→ Material for this exercise
=-=-=

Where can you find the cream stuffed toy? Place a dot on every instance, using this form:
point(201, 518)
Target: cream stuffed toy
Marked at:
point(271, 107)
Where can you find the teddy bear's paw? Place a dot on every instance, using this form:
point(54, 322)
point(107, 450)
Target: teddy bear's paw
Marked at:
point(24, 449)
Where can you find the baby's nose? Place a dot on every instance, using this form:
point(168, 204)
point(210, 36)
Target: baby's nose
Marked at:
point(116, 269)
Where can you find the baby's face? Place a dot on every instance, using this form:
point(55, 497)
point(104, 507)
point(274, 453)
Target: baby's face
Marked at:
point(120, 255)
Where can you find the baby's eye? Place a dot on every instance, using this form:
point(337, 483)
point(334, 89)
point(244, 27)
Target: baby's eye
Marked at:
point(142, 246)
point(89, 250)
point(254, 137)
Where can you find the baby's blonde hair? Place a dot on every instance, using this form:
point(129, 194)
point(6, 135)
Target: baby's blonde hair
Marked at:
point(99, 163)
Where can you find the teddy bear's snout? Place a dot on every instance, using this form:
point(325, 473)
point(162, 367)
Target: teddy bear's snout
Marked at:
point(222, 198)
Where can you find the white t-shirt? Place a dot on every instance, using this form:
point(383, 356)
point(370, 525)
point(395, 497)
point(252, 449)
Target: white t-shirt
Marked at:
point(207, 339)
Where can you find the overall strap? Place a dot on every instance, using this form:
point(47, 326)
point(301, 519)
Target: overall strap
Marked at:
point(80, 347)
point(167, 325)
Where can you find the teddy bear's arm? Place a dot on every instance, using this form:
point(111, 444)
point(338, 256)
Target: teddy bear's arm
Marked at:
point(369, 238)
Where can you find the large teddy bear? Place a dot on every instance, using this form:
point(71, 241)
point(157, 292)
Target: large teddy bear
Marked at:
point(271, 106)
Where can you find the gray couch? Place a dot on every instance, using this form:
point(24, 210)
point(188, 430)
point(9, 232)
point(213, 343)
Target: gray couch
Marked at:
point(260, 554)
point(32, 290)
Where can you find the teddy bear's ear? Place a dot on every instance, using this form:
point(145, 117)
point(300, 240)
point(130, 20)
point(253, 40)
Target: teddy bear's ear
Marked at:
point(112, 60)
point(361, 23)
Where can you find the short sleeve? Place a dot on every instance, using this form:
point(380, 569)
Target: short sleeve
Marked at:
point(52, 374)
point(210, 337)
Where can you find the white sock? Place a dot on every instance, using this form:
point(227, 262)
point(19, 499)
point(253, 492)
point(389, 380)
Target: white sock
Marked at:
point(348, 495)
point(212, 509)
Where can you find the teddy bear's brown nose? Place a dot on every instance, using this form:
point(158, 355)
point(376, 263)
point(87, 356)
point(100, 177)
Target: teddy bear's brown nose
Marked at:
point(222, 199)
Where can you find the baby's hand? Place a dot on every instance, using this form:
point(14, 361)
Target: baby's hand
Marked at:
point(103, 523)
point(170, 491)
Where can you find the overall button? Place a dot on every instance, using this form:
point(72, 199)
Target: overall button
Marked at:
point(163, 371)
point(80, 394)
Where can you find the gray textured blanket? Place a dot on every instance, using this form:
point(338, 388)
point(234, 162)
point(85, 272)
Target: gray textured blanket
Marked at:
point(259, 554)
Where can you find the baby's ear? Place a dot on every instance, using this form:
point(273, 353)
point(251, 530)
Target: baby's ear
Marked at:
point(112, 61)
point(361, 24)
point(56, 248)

=-=-=

→ Exercise prompt
Lay out every line of the items above as a Markdown table with two columns, No. and Text, numbering the rows in order and leaving out blank lines.

→ Exercise answer
| No. | Text |
|---|---|
| 1 | Where can you find the cream stuffed toy? Place a dot on every instance, using this form: |
| 2 | point(201, 518) |
| 3 | Target: cream stuffed toy |
| 4 | Marked at: |
| 5 | point(271, 107) |
| 6 | Where can you find the teddy bear's paw? Place a dot on every instance, using this form: |
| 7 | point(54, 322) |
| 8 | point(107, 450) |
| 9 | Target: teddy bear's paw |
| 10 | Marked at: |
| 11 | point(24, 449) |
| 12 | Where can you find the baby's nose? Place a dot on every instance, using this form: |
| 13 | point(168, 204) |
| 14 | point(210, 36) |
| 15 | Target: baby's nose |
| 16 | Marked at: |
| 17 | point(116, 269) |
| 18 | Where can you find the baby's face? Place a dot on every instance, using this form: |
| 19 | point(55, 497) |
| 20 | point(104, 507) |
| 21 | point(274, 453) |
| 22 | Target: baby's face |
| 23 | Marked at: |
| 24 | point(120, 255) |
| 25 | Where can you find the baby's eye? Place a dot on every instance, using this form: |
| 26 | point(337, 483) |
| 27 | point(334, 89) |
| 28 | point(244, 27) |
| 29 | Target: baby's eye |
| 30 | Marked at: |
| 31 | point(142, 246) |
| 32 | point(89, 250) |
| 33 | point(254, 137) |
| 34 | Where can you find the baby's blonde hair? Place a dot on every instance, using this form: |
| 35 | point(129, 194) |
| 36 | point(6, 135) |
| 37 | Target: baby's blonde hair |
| 38 | Marked at: |
| 39 | point(99, 163) |
| 40 | Where can you find the teddy bear's snout? Place a dot on every instance, using this form: |
| 41 | point(325, 473) |
| 42 | point(162, 367) |
| 43 | Target: teddy bear's snout |
| 44 | Marked at: |
| 45 | point(222, 198) |
| 46 | Where can you find the white t-shirt? Place a dot on every instance, using this form: |
| 47 | point(383, 356) |
| 48 | point(370, 525) |
| 49 | point(395, 497) |
| 50 | point(252, 449) |
| 51 | Target: white t-shirt |
| 52 | Marked at: |
| 53 | point(207, 339) |
| 54 | Where can you find the overall strap? Place a dot on every instance, using this form: |
| 55 | point(47, 326) |
| 56 | point(301, 519) |
| 57 | Target: overall strap |
| 58 | Marked at: |
| 59 | point(80, 347) |
| 60 | point(167, 325) |
| 61 | Where can you find the teddy bear's arm? Place a dot on every instance, using this form: |
| 62 | point(111, 444) |
| 63 | point(338, 256) |
| 64 | Target: teddy bear's arm |
| 65 | Marked at: |
| 66 | point(369, 238) |
| 67 | Where can you find the large teddy bear? Place a dot on every instance, using this form: |
| 68 | point(71, 241) |
| 69 | point(157, 292) |
| 70 | Target: large teddy bear |
| 71 | Marked at: |
| 72 | point(271, 106) |
| 73 | Where can you find the gray couch? Place a dot on every instance, using this form: |
| 74 | point(24, 210) |
| 75 | point(188, 430) |
| 76 | point(9, 232) |
| 77 | point(213, 343) |
| 78 | Target: gray couch |
| 79 | Marked at: |
| 80 | point(260, 554) |
| 81 | point(32, 290) |
| 82 | Where can you find the teddy bear's ear? Place a dot on every instance, using this form: |
| 83 | point(145, 117) |
| 84 | point(300, 240) |
| 85 | point(130, 20) |
| 86 | point(253, 40) |
| 87 | Target: teddy bear's ear |
| 88 | Marked at: |
| 89 | point(112, 60) |
| 90 | point(361, 23) |
| 91 | Where can you find the short sleeve? Place a dot on every instance, using this form: |
| 92 | point(380, 569) |
| 93 | Target: short sleeve |
| 94 | Marked at: |
| 95 | point(52, 374) |
| 96 | point(210, 337) |
| 97 | Where can you find the white sock? Place a dot on every instance, using this form: |
| 98 | point(227, 262) |
| 99 | point(19, 499) |
| 100 | point(253, 492) |
| 101 | point(389, 380) |
| 102 | Target: white sock |
| 103 | Marked at: |
| 104 | point(348, 495) |
| 105 | point(212, 509) |
| 106 | Where can you find the teddy bear's brown nose? Place a dot on every instance, using this form: |
| 107 | point(158, 355) |
| 108 | point(376, 263) |
| 109 | point(87, 356) |
| 110 | point(100, 177) |
| 111 | Target: teddy bear's brown nose |
| 112 | Marked at: |
| 113 | point(222, 199) |
| 114 | Where can you find the baby's hand? Place a dot on every instance, using this form: |
| 115 | point(14, 361) |
| 116 | Target: baby's hand |
| 117 | Marked at: |
| 118 | point(103, 523) |
| 119 | point(170, 491) |
| 120 | Where can you find the overall button? Place a dot on every instance, using this form: |
| 121 | point(72, 199) |
| 122 | Target: overall button |
| 123 | Marked at: |
| 124 | point(163, 371) |
| 125 | point(80, 394) |
| 126 | Where can you find the gray textured blanket? Place a dot on every instance, using this form: |
| 127 | point(338, 388) |
| 128 | point(234, 162) |
| 129 | point(85, 272) |
| 130 | Target: gray textured blanket |
| 131 | Marked at: |
| 132 | point(259, 554) |
| 133 | Where can you find the baby's ear? Place a dot on every instance, using this form: |
| 134 | point(273, 353) |
| 135 | point(251, 530) |
| 136 | Target: baby's ear |
| 137 | Marked at: |
| 138 | point(112, 61) |
| 139 | point(361, 24) |
| 140 | point(56, 248) |